[SUPPLIED TEXT]

H1N2 is a subtype of the species Influenza A virus (sometimes called bird flu virus). It is currently pandemic in both human and pig populations. H1N1, H1N2, and H3N2 are the only known Influenza A virus subtypes currently circulating among humans. The virus does not cause more severe illness than other influenza viruses, and no unusual increases in influenza activity have been associated with it.
Between December 1988 and March 1989, 19 influenza H1N2 virus isolates were identified in 6 cities in China, but the virus did not spread further. A(H1N2) was identified during the 2001–2002 flu season (northern hemisphere) in Canada, the U.S.A., Ireland, Latvia, France, Romania, Oman, India, Malaysia, and Singapore with earliest documented outbreak of the virus occurring in India on May 31, 2001.

[/SUPPLIED TEXT]
[GIVEN RECORDS]

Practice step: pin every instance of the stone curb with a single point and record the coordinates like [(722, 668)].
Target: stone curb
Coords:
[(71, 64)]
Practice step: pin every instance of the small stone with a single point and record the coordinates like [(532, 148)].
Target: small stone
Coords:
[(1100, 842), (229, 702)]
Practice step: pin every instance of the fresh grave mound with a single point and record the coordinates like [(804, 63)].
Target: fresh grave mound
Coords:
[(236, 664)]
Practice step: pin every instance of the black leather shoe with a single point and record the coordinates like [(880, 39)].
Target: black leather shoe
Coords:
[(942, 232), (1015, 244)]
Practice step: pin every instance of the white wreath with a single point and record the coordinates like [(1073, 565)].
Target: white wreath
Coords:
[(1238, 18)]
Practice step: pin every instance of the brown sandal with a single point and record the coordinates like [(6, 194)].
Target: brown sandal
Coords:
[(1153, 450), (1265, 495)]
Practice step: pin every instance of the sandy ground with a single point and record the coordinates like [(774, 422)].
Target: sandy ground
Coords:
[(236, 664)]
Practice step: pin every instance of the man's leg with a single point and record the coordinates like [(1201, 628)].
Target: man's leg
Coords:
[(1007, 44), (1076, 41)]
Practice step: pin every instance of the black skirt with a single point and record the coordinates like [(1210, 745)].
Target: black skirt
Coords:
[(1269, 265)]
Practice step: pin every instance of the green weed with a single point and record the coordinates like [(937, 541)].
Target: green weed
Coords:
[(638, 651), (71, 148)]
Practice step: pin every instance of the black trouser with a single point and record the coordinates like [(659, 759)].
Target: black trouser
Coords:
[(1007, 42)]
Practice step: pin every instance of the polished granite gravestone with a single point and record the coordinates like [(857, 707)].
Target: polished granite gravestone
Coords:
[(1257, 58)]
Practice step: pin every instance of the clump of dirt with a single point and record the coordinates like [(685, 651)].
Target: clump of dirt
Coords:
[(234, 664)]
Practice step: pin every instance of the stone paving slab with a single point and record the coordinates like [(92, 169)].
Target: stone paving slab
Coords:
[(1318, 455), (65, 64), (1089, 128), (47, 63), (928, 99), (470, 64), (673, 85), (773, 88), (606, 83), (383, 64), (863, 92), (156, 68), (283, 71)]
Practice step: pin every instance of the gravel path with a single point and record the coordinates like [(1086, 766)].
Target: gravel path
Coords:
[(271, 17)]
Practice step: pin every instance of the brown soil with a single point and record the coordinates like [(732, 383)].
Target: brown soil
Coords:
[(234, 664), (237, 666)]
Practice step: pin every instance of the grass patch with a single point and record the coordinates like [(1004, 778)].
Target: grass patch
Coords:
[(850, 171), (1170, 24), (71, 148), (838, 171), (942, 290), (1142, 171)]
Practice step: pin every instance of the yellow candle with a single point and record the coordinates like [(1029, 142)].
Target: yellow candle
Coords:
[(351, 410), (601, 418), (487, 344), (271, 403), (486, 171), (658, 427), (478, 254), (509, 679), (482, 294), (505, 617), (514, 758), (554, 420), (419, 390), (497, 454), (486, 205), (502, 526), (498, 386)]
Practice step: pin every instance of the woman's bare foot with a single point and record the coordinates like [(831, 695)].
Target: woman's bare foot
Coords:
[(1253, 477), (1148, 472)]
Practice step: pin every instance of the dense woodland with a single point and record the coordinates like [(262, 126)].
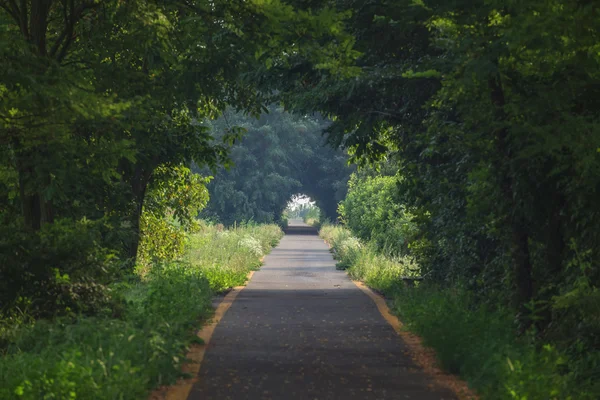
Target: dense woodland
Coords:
[(279, 156), (475, 123)]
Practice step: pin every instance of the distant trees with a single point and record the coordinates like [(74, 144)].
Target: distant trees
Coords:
[(98, 107), (489, 111), (279, 155)]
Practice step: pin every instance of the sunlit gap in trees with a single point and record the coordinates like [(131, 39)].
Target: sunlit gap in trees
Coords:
[(301, 207)]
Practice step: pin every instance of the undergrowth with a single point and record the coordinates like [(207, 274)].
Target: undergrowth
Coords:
[(477, 342), (140, 343)]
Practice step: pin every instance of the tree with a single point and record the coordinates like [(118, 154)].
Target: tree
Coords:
[(280, 155)]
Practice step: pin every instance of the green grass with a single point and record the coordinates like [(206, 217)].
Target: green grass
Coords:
[(124, 356), (471, 340)]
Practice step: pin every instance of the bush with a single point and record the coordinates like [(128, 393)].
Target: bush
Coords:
[(104, 357), (473, 340), (60, 270)]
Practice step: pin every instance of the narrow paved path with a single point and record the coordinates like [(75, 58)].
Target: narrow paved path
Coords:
[(302, 330)]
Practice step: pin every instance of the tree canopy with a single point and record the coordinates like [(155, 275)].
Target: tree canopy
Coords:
[(279, 155)]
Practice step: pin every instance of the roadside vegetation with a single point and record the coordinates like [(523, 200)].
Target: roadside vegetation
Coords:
[(475, 123), (474, 335), (138, 338)]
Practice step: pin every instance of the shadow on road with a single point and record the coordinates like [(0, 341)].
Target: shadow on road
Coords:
[(300, 230)]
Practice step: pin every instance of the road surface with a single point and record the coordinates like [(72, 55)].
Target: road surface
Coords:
[(302, 330)]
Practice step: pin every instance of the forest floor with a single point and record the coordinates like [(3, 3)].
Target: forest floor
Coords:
[(303, 330)]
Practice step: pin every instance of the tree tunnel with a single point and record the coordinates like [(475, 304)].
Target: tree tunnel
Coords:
[(279, 156)]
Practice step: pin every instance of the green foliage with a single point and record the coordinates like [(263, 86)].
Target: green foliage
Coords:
[(280, 155), (172, 204), (371, 210), (473, 340), (59, 270), (106, 357), (226, 256)]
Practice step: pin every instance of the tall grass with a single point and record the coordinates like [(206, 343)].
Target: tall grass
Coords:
[(141, 342), (476, 342)]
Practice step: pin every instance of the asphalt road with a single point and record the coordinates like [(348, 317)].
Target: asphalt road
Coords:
[(302, 330)]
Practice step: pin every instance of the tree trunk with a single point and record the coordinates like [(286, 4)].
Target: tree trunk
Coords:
[(522, 266), (139, 184)]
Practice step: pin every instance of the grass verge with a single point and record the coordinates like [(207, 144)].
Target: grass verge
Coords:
[(141, 342), (470, 340)]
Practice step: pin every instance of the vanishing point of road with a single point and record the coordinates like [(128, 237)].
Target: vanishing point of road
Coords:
[(302, 330)]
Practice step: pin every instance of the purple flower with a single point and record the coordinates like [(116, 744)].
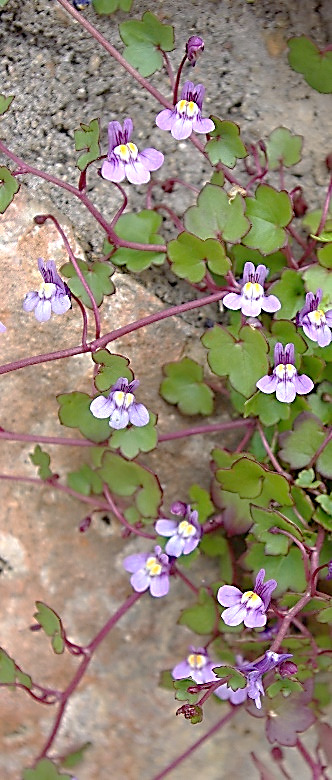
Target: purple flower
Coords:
[(315, 323), (194, 49), (252, 300), (254, 672), (249, 607), (184, 534), (149, 570), (186, 115), (199, 666), (120, 406), (53, 294), (284, 380), (124, 159)]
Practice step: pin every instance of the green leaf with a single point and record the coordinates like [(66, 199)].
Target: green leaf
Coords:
[(85, 481), (299, 445), (306, 478), (243, 360), (200, 500), (237, 679), (202, 617), (286, 569), (97, 276), (131, 441), (44, 770), (190, 255), (325, 256), (264, 520), (269, 212), (75, 412), (215, 216), (111, 368), (184, 386), (181, 688), (125, 478), (5, 101), (316, 67), (290, 291), (324, 461), (51, 624), (87, 138), (143, 41), (325, 616), (8, 188), (283, 148), (41, 459), (76, 756), (142, 228), (225, 145), (267, 408), (109, 6)]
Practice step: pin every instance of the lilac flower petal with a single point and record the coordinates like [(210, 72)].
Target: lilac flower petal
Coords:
[(127, 130), (119, 419), (165, 119), (138, 415), (102, 407), (114, 135), (248, 272), (190, 545), (285, 391), (270, 303), (166, 527), (113, 170), (182, 670), (30, 301), (136, 172), (232, 301), (182, 127), (140, 580), (303, 384), (255, 619), (135, 562), (60, 303), (202, 124), (251, 307), (43, 310), (228, 595), (159, 586), (267, 384), (324, 335), (151, 159), (233, 616), (175, 546)]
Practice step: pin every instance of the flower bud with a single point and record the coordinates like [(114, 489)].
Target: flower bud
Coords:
[(287, 669), (179, 508), (194, 48)]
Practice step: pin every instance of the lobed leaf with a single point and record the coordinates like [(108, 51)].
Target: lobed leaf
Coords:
[(87, 137), (225, 145), (215, 216), (97, 275), (269, 213), (143, 41)]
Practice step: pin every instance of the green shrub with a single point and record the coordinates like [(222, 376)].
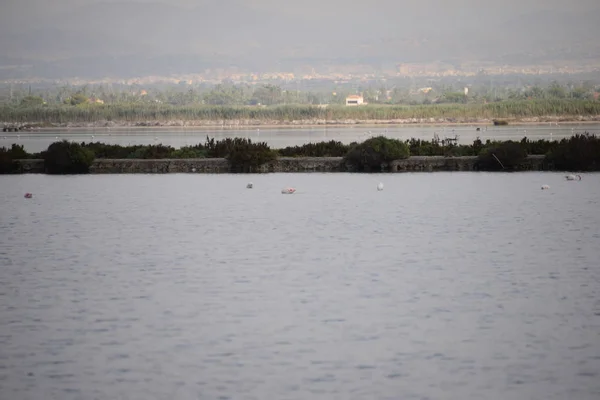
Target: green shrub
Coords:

[/GIVEN RECORDS]

**WHAT TO DO**
A: List every Influenza A virus subtype that the passage on H1N2 names as currently circulating among humans.
B: Continue the passage on H1N2 from its last sentence.

**RESULTS BY TASK**
A: H1N1, H1N2, H3N2

B:
On February 6, 2002, the World Health Organization (WHO) in Geneva and the Public Health Laboratory Service (PHLS) in the United Kingdom reported the identification influenza A(H1N2) virus from humans in the UK, Israel, and Egypt. The 2001-2002 Influenza A(H1N2) Wisconsin strain appears to have resulted from the reassortment of the genes of the currently circulating influenza A(H1N1) and A(H3N2) subtypes. Because the hemagglutinin protein of the virus is similar to that of the currently circulating A(H1N1) viruses and the neuraminidase protein is similar to that of the current A(H3N2) viruses, the seasonal flu vaccine should provide good protection against influenza virus as well as protection against the currently circulating seasonal A(H1N1), A(H3N2), and B viruses.
Between December 2010 and January 2011, there have been cases in China, but the virus is spreading further. 19 people have died, while tens of thousands are currently sick. New case of H1N2 was found on a Minnesota baby in December 2011.